#### EXERCISE GOAL:
Update the rows below by replacing every occurrence of "Query" with "Target" and leaving all other text unchanged.

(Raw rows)

* * *

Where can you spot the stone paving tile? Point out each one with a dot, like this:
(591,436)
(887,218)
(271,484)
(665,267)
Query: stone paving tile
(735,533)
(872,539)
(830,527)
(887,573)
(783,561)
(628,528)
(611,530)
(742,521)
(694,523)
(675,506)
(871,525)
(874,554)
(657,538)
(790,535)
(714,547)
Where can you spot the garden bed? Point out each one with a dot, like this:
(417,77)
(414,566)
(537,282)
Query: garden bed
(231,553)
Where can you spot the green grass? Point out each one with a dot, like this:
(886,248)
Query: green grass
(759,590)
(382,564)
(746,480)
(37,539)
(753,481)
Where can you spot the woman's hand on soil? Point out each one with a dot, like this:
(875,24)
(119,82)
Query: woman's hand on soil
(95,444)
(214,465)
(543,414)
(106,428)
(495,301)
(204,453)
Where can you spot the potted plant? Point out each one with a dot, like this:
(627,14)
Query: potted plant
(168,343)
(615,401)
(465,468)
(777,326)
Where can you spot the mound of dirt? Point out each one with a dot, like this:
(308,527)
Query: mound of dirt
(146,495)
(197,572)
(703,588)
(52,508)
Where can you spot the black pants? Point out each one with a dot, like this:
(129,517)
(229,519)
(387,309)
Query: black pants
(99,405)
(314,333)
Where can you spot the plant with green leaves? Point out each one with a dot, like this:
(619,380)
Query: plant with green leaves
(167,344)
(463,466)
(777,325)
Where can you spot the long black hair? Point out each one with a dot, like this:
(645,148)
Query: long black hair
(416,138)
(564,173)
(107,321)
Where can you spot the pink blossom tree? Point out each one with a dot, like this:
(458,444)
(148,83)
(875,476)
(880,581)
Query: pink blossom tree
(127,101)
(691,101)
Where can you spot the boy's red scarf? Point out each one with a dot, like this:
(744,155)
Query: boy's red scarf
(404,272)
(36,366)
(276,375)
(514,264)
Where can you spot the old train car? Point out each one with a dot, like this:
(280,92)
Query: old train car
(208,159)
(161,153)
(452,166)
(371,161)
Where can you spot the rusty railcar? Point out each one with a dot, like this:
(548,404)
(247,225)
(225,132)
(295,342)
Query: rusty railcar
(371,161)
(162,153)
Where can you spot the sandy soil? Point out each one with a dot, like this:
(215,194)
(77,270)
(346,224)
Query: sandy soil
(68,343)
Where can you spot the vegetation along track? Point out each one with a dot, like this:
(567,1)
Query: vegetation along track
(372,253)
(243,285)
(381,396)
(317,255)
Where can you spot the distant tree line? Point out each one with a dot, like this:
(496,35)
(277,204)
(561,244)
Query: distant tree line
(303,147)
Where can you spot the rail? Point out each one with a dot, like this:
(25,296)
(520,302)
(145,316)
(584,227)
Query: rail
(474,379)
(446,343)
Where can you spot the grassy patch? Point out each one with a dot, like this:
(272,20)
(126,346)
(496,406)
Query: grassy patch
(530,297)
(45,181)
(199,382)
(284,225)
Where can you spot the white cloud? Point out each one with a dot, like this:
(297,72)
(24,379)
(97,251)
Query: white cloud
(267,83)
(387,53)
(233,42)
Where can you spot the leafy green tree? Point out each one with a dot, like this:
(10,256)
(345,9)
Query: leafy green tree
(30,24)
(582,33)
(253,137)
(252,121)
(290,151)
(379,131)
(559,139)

* * *

#### RESPONSE TO THE TASK:
Where can you spot the stone paving tile? Point out each one with a dot, like this:
(591,436)
(887,218)
(271,484)
(665,267)
Target: stone paving tile
(735,533)
(872,539)
(830,527)
(887,573)
(783,561)
(628,528)
(611,530)
(742,521)
(694,523)
(675,506)
(871,525)
(874,554)
(657,538)
(790,535)
(714,547)
Where can you spot the garden bed? Point out each one with a dot, like this:
(417,77)
(414,566)
(537,282)
Target: garden bed
(231,553)
Where can you spot the green grass? Point out each one with a dot, like this:
(886,248)
Target: green grass
(759,590)
(382,564)
(746,480)
(37,539)
(753,481)
Where can you spot the woman's hand on soil? Point out each one with a dot, like this:
(875,24)
(119,82)
Target: woman's hand on soil
(95,444)
(214,465)
(543,414)
(106,428)
(495,301)
(204,453)
Where can you spot the potted plant? Point out each one with a dot, like this:
(627,14)
Target: potted plant
(168,343)
(615,401)
(465,468)
(777,326)
Where can you spot the mound of dirt? Point out each one with a dot, like this:
(308,527)
Target: mound of dirt
(146,495)
(197,572)
(703,588)
(52,508)
Where can you spot the black pants? Point out each one with a dot, like this:
(129,517)
(229,519)
(387,309)
Target: black pants
(99,405)
(314,333)
Where can you spot the plant with green leaves? Point out each one with a dot, like this:
(619,380)
Target: plant with green leaves
(167,344)
(463,466)
(777,325)
Where can you spot the long black hair? Point out each one with a dot, like this:
(645,148)
Target: long black hair
(416,138)
(564,173)
(107,321)
Where can you spot the pink blossom tree? Point out each one with a dot, like this:
(458,444)
(148,83)
(875,476)
(880,581)
Target: pink blossom tree
(127,101)
(691,101)
Where can you spot the boy's red scarf? Point out each one with a dot, like this:
(744,155)
Target: boy's red scarf
(404,272)
(36,366)
(276,375)
(514,264)
Where can you spot the old train car? Point out each one with a dot, like this:
(280,92)
Target: old train car
(208,159)
(161,153)
(452,166)
(371,161)
Where can you spot the rusty railcar? Point out each one with a dot, like this:
(548,404)
(247,225)
(225,132)
(295,342)
Target: rusty railcar
(371,161)
(162,153)
Where can you spot the sandy soil? Point out each one with a dot, like this:
(215,194)
(77,270)
(346,224)
Target: sandy soil
(68,343)
Where can you spot the vegetation along track? Point out each one with a dot, like this:
(567,1)
Target: vegetation along track
(372,253)
(243,285)
(381,396)
(317,255)
Where can you spot the distant tree line? Point out each one with a dot, like this:
(496,35)
(277,204)
(561,244)
Target: distant tree line
(303,147)
Where can you spot the rail? Point out each one with a dot, like this:
(25,296)
(520,302)
(145,316)
(584,227)
Target: rail
(474,379)
(446,343)
Where can you spot the grassy patch? Point out each one with a dot, like this:
(272,20)
(126,346)
(496,406)
Target: grassy patch
(530,297)
(45,181)
(199,382)
(284,225)
Where can you spot the white cloud? Point out each one with a dot, like this:
(297,72)
(24,379)
(97,251)
Target: white cloud
(267,83)
(387,53)
(233,42)
Where can you spot the leafy green tree? Point out each one with a dot, like this:
(10,256)
(345,9)
Target: leafy green tree
(30,24)
(582,33)
(253,137)
(252,121)
(290,151)
(379,131)
(559,139)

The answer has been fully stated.